## [Task brief]
Copy every one of the following records line for line, without changing anything.

Entries from a point annotation set:
# # #
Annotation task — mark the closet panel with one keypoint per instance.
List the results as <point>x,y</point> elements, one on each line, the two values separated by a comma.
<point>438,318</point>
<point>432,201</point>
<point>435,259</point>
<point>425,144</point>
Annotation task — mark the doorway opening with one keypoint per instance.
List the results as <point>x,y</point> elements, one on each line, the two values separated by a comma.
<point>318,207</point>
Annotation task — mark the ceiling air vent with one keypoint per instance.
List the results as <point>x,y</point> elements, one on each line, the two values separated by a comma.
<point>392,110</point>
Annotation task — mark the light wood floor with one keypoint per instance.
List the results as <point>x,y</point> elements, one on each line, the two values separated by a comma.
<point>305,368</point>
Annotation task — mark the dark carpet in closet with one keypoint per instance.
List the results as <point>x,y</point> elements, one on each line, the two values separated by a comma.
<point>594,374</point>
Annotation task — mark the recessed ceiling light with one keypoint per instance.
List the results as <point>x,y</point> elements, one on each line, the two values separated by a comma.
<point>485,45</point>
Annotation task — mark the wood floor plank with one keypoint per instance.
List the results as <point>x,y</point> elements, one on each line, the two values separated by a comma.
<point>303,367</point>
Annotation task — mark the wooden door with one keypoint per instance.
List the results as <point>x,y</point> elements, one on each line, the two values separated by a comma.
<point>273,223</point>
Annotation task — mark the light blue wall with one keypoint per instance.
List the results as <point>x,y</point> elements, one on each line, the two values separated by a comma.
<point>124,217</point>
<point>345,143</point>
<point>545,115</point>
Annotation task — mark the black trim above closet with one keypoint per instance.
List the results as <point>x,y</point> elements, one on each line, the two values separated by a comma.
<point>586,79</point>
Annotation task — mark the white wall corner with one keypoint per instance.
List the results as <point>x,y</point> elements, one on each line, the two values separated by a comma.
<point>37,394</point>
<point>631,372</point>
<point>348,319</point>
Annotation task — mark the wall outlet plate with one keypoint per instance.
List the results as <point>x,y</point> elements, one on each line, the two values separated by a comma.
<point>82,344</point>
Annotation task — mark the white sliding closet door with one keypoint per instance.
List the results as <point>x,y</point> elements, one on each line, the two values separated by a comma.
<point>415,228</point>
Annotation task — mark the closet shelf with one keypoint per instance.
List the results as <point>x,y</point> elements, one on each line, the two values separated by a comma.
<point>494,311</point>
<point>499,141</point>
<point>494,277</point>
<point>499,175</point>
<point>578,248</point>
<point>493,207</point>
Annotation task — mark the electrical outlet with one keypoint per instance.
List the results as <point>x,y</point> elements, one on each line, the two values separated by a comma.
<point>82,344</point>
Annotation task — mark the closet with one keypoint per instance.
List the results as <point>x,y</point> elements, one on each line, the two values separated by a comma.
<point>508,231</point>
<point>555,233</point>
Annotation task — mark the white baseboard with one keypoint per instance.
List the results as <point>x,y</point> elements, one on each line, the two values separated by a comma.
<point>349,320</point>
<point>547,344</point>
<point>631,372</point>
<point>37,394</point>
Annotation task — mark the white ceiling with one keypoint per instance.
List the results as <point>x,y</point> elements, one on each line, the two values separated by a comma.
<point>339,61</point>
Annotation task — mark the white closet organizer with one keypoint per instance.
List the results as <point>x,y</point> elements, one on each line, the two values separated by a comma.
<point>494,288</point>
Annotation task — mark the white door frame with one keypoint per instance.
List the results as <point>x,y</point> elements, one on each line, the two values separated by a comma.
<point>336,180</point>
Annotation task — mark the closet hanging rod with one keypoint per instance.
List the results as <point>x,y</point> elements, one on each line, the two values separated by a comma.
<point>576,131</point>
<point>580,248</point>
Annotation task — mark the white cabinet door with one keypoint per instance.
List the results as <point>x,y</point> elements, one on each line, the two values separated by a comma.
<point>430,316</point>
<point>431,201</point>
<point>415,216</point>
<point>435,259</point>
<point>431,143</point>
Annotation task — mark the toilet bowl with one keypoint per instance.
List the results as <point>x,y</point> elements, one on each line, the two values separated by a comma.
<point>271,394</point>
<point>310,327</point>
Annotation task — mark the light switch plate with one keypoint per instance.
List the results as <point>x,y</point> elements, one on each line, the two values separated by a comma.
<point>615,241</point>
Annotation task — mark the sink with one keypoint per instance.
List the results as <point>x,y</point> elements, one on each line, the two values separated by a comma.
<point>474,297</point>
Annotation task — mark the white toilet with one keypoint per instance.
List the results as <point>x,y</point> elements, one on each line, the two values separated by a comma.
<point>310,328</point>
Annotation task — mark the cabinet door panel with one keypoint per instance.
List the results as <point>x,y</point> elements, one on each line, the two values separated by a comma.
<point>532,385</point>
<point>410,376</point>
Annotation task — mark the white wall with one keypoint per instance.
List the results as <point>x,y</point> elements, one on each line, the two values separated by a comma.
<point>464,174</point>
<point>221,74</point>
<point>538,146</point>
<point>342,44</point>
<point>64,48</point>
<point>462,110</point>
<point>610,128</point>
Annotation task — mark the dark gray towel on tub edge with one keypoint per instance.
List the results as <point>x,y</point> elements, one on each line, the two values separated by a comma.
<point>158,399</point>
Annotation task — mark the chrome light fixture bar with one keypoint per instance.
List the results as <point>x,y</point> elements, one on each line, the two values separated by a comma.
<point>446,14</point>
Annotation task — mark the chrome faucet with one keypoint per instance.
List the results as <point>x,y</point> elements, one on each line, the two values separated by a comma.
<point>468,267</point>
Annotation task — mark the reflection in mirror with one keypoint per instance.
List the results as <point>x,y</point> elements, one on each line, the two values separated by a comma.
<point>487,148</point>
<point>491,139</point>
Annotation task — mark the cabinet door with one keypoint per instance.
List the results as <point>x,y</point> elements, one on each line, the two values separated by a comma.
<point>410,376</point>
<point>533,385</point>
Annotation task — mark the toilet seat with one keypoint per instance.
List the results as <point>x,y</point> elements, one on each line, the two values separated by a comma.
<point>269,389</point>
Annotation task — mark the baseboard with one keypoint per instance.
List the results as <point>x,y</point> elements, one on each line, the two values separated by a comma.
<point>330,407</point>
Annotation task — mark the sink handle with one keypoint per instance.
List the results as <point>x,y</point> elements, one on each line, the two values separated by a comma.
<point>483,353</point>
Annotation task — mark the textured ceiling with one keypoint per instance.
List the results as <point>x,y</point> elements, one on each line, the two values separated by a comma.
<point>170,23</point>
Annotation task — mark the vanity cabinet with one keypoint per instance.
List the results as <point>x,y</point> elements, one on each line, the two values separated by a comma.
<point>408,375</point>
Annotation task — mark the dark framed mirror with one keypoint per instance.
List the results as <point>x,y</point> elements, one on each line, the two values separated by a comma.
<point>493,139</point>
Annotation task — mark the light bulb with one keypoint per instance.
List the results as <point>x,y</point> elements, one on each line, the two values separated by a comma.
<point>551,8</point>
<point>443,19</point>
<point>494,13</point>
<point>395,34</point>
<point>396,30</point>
# # #
## [Finished task]
Annotation task — mark the closet panel with one keypoint per instance.
List the results as <point>x,y</point> elements, one on each line, the two values separated by a comma.
<point>438,318</point>
<point>432,201</point>
<point>435,259</point>
<point>425,144</point>
Annotation task — mark the doorway opening with one keypoint per instance.
List the results as <point>x,y</point> elements, one on each line, the two values separated by a comma.
<point>318,207</point>
Annotation task — mark the ceiling air vent with one keypoint per instance.
List the results as <point>x,y</point> elements, one on each line, the two values separated by a comma.
<point>392,110</point>
Annotation task — mark the light wood floor with one keypoint per instance.
List the results as <point>x,y</point> elements, one on each line, the two values separated by a comma.
<point>305,368</point>
Annotation task — mark the dark carpet in closet with one keypoint per instance.
List the results as <point>x,y</point> elements, one on each line, the two values separated by a comma.
<point>594,374</point>
Annotation task — mark the recessed ceiling light with one keypoint per instance.
List the results as <point>x,y</point> elements, one on each line, the two values separated by a comma.
<point>485,45</point>
Annotation task — mark the wood floor plank with one keypoint per instance.
List the results as <point>x,y</point> elements, one on each line, the two values separated by a comma.
<point>303,367</point>
Annotation task — mark the wooden door with one keypoint per instance.
List the results as <point>x,y</point> elements, one on each line, the two values separated by a comma.
<point>273,223</point>
Annotation task — mark the light blue wall with one keypoint per instance.
List the results as <point>x,y</point> elements, one on each line, the two values separated by a comma.
<point>124,217</point>
<point>345,143</point>
<point>545,115</point>
Annotation task — mark the black trim above closet with one keypoint per instance.
List the results as <point>x,y</point> elements, one on each line, the two values separated by a comma.
<point>586,79</point>
Annotation task — mark the white wall corner with one keypoint per instance.
List the results as <point>x,y</point> elements, one on each line, the two values separated by a comma.
<point>37,394</point>
<point>631,372</point>
<point>348,319</point>
Annotation task — mark the wall outlet plate with one keypoint per instance.
List the results as <point>x,y</point> elements, one on each line, the two values separated by a comma.
<point>82,344</point>
Annotation task — mark the white sliding closet door with one keypoint per instance.
List the results as <point>x,y</point> elements, one on each line, the two values separated by a comma.
<point>415,228</point>
Annotation task — mark the closet shelf with one keypoint per instance.
List the results as <point>x,y</point> elements, one on each line, the two values separated by a comma.
<point>494,311</point>
<point>499,141</point>
<point>494,277</point>
<point>499,175</point>
<point>578,248</point>
<point>493,207</point>
Annotation task — mark the electrical outlet with one keypoint per instance.
List the results as <point>x,y</point> elements, one on each line, the two values separated by a comma.
<point>82,344</point>
Annotation task — mark the closet with one keypoint per instance.
List the results as <point>x,y</point> elements, one on each line, the two values separated by a comma.
<point>508,231</point>
<point>555,233</point>
Annotation task — mark the white baseboard with one keypoint per instance.
List the results as <point>x,y</point> elements, one on each line, the two values separated by a comma.
<point>349,320</point>
<point>547,344</point>
<point>631,372</point>
<point>37,394</point>
Annotation task — mark the white ceiling with one keypoint per instance.
List the results as <point>x,y</point> elements, one on each line, the two values separated by a comma.
<point>339,61</point>
Annotation task — mark the white closet organizer with one keypoint per instance.
List the results as <point>x,y</point> elements, one on each line, the two values separated by a comma.
<point>494,288</point>
Annotation task — mark the white door frame with one keypoint per instance.
List the results as <point>x,y</point> elements, one on each line, the two values separated by a comma.
<point>336,180</point>
Annotation task — mark the closet hanging rod with one keypoint per instance.
List the results as <point>x,y</point> elements, one on each line, the two values separated by a comma.
<point>576,131</point>
<point>580,248</point>
Annotation task — mark the white cabinet door with one keypoint per instance.
List the results as <point>x,y</point> elements, one on each line, the two values separated by a comma.
<point>430,316</point>
<point>431,201</point>
<point>415,216</point>
<point>435,259</point>
<point>431,143</point>
Annotation task — mark the toilet bowl with one keypoint per instance.
List the results as <point>x,y</point> elements, one on each line, the two values separated by a comma.
<point>271,394</point>
<point>310,327</point>
Annotation task — mark the light switch plate with one keypoint per instance.
List the results as <point>x,y</point> elements, one on each line, the two values separated by a comma.
<point>615,241</point>
Annotation task — mark the sink with one keypoint per instance.
List the results as <point>x,y</point> elements, one on each line, the two values separated by a comma.
<point>474,297</point>
Annotation task — mark the white toilet with one keypoint per instance.
List the results as <point>x,y</point> elements, one on each line, the two values separated by a comma.
<point>310,328</point>
Annotation task — mark the cabinet door panel with one keypoint per instance.
List the results as <point>x,y</point> elements, one on each line, the two values separated by a comma.
<point>532,385</point>
<point>410,376</point>
Annotation task — mark the white wall with one keypoint per instance.
List the results as <point>x,y</point> elements, one on each line, the two values separated by a comma.
<point>464,174</point>
<point>221,74</point>
<point>538,146</point>
<point>342,44</point>
<point>64,48</point>
<point>462,110</point>
<point>610,128</point>
Annotation task — mark the dark gray towel on tub edge with one keypoint per instance.
List the results as <point>x,y</point> elements, one on each line, the two values separated by a comma.
<point>158,399</point>
Annotation task — mark the chrome light fixture bar with one keypoint per instance.
List the results as <point>x,y</point> elements, one on each line, the two values separated by a comma.
<point>446,14</point>
Annotation task — mark the chrome faucet with one keypoint per instance.
List the results as <point>x,y</point> elements, one on each line, the two values separated by a comma.
<point>468,267</point>
Annotation task — mark the reflection in mirror with one keypoint per instance.
List the results as <point>x,y</point> elements, one on each line, the two values separated by a comma.
<point>487,148</point>
<point>491,139</point>
Annotation task — mark the cabinet door with one keypoint per instance.
List the results as <point>x,y</point> elements, one on each line, the two values separated by a comma.
<point>410,376</point>
<point>533,385</point>
Annotation task — mark the toilet seat with one keypoint per instance.
List the results as <point>x,y</point> elements, one on each line, the two values separated by a comma.
<point>269,389</point>
Annotation task — mark the baseboard with one keypoint per instance.
List the results as <point>x,y</point> elements, one on each line, the two values separated by a comma.
<point>330,407</point>
Annotation task — mark the sink handle with one keypoint per instance.
List the results as <point>x,y</point> elements, one on each line, the two values separated by a comma.
<point>483,353</point>
Annotation task — mark the textured ceiling with one keypoint per instance.
List the results as <point>x,y</point> elements, one on each line, the two values separated by a comma.
<point>170,23</point>
Annotation task — mark the vanity cabinet with one keypoint per instance.
List the results as <point>x,y</point> elements, one on each line, the two values separated by a comma.
<point>408,375</point>
Annotation task — mark the dark framed mirror with one keypoint per instance.
List the results as <point>x,y</point> elements, one on each line, the two values separated by a comma.
<point>493,139</point>
Annotation task — mark the light bulb with one keypoint per instance.
List the results as <point>x,y</point> elements, one on each line, the two values separated by a comma.
<point>551,8</point>
<point>443,19</point>
<point>494,13</point>
<point>395,34</point>
<point>396,30</point>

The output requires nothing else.